**任务简述**
把下面的全部记录逐行原样抄录，不得改动任何一行。

┌─ 存储数据

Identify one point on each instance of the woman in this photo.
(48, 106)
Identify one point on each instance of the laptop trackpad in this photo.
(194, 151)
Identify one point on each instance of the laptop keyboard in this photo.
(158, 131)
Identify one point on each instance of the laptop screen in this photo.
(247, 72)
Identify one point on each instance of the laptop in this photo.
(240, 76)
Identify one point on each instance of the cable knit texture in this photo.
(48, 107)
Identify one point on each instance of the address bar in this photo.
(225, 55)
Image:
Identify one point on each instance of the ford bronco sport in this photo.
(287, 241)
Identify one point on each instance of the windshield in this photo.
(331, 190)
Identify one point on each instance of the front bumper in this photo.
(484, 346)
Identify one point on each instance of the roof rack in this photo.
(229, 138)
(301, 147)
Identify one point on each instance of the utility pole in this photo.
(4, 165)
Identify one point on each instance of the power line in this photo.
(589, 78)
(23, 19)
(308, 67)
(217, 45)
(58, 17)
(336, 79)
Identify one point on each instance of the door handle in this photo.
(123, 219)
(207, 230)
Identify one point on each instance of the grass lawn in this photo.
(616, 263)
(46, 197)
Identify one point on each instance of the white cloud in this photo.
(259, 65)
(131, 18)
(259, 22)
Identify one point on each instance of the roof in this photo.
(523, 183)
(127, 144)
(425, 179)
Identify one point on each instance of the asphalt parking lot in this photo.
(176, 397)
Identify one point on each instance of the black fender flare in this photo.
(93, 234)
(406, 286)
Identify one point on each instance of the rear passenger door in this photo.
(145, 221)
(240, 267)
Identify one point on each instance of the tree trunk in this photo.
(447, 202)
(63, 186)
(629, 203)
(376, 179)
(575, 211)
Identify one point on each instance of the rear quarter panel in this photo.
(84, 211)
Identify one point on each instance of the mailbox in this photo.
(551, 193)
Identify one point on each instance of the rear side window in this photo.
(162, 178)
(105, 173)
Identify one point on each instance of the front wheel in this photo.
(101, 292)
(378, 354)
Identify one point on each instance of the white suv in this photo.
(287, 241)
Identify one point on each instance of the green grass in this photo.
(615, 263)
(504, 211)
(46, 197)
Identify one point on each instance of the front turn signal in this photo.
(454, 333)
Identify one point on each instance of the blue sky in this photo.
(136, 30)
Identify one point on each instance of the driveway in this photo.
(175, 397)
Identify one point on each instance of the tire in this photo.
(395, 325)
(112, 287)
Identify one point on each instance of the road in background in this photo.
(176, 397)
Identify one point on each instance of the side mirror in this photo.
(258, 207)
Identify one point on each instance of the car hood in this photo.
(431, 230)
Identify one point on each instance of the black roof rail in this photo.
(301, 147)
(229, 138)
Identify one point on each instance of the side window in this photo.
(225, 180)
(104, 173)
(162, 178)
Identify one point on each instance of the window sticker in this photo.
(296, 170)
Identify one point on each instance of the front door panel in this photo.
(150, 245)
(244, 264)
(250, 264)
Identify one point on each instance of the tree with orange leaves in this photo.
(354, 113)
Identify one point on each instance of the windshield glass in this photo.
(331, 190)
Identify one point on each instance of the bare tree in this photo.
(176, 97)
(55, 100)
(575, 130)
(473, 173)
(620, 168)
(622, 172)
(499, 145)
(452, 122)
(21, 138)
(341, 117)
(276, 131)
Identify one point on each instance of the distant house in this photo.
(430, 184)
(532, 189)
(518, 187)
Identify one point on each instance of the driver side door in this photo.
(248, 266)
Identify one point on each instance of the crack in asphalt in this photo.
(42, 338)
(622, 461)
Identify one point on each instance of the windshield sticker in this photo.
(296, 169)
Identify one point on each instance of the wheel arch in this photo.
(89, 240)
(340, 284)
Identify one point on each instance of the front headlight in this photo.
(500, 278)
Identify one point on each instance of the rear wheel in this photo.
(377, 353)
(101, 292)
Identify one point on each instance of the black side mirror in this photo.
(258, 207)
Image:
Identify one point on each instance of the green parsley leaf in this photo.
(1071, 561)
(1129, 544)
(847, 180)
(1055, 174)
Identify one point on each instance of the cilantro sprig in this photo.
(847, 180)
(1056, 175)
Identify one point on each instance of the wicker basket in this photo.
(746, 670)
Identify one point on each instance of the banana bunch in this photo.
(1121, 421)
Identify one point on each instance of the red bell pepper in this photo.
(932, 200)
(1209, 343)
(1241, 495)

└─

**练习解答**
Identify one point on each instance of the woman in this photo.
(48, 106)
Identify one point on each instance of the laptop trackpad in this photo.
(194, 151)
Identify one point on each instance of the laptop keyboard in this photo.
(158, 131)
Identify one point on each instance of the laptop screen in this photo.
(247, 72)
Identify one point on each instance of the laptop in this photo.
(240, 76)
Identify one point on each instance of the cable knit texture in this photo.
(48, 107)
Identify one point on each instance of the address bar in this photo.
(225, 55)
Image:
Identify one point on each instance of the ford bronco sport in this photo.
(287, 241)
Identify one point on each instance of the windshield in this photo.
(331, 190)
Identify one point on each instance of the front bumper in this photo.
(484, 346)
Identify one point on each instance of the roof rack in this photo.
(229, 138)
(301, 147)
Identify one point on each instance of the utility pole in this photo.
(4, 165)
Identify one point on each instance of the power line in this photo.
(589, 78)
(23, 19)
(308, 67)
(217, 45)
(58, 17)
(336, 79)
Identify one point on each instance of the door handle in this photo.
(123, 219)
(207, 230)
Identify one point on each instance of the grass lawn in this photo.
(616, 263)
(46, 197)
Identify one point on each instance of the white cloud in this photo.
(259, 65)
(131, 18)
(259, 22)
Identify one point on each instance of the roof in this photo.
(523, 183)
(127, 144)
(425, 179)
Identify one point on each instance of the asphalt parking lot in this photo.
(176, 397)
Identify one point on each instance of the black fender flare in this photo.
(93, 234)
(406, 286)
Identify one point on each instance of the rear passenger door in this photo.
(145, 221)
(240, 267)
Identify one point on each instance of the tree trunk in this photo.
(447, 202)
(63, 186)
(629, 203)
(376, 179)
(575, 211)
Identify one point on each instance of the rear quarter panel in this photo.
(84, 211)
Identify one point on each instance of the mailbox in this photo.
(551, 193)
Identify one point on each instance of the rear side window in this photo.
(162, 178)
(105, 173)
Identify one point on each instance of the front wheel in this photo.
(101, 292)
(378, 354)
Identify one point on each instance of the white suv in this photo.
(287, 241)
Identify one point on each instance of the green grass in this photo.
(615, 263)
(504, 211)
(46, 197)
Identify one point on each instance of the front turn signal in this photo.
(454, 333)
Identify one point on each instance of the blue sky in this photo.
(136, 30)
Identify one point on each instance of the driveway in this photo.
(175, 397)
Identify one point on each instance of the tire in this photo.
(395, 325)
(112, 287)
Identify one point on each instance of the road in background in this photo.
(176, 397)
Identify one point on each instance of the side mirror in this photo.
(258, 207)
Identify one point on each instance of the car hood in this photo.
(431, 230)
Identify one point on each instance of the black roof rail in this photo.
(301, 147)
(229, 138)
Identify one point on each instance of the side window in this photo.
(225, 180)
(104, 173)
(162, 178)
Identify one point on each instance of the window sticker in this photo.
(296, 170)
Identify one point on each instance of the front door panel in this photo.
(150, 245)
(244, 264)
(250, 264)
Identify one point on each instance of the tree with orange leaves in this photo.
(354, 113)
Identify one point on each instance of the windshield glass in this photo.
(331, 190)
Identify one point on each instance of the bare tree in this photo.
(176, 97)
(55, 100)
(575, 130)
(473, 173)
(620, 168)
(622, 172)
(499, 145)
(452, 122)
(21, 138)
(341, 117)
(276, 131)
Identify one point on each instance of the distant house in this photo.
(430, 184)
(532, 189)
(518, 187)
Identify one point on each instance of the driver side door in this photo.
(248, 266)
Identify one point on each instance of the crack in asphalt in this photo.
(42, 338)
(622, 461)
Identify one point on each instance of the windshield sticker in this photo.
(296, 169)
Identify one point on each instance of the wheel arch in this photo.
(89, 240)
(340, 284)
Identify one point on each instance of the front headlight in this photo.
(500, 278)
Identify one point on each instance of the rear wheel in this photo.
(377, 353)
(101, 292)
Identify one point on each instance of the black side mirror in this photo.
(258, 207)
Image:
Identify one point on each instance of the green parsley leaf in this photo.
(1071, 561)
(1129, 544)
(847, 180)
(1055, 174)
Identify one point on each instance of the cilantro sprig in this photo.
(847, 180)
(1056, 175)
Identify one point on each instance of the wicker basket in this photo.
(746, 670)
Identify one point on each instance of the banana bunch in this photo.
(1121, 421)
Identify one point on each instance of the red bell pepper in this photo.
(932, 200)
(1209, 343)
(1241, 495)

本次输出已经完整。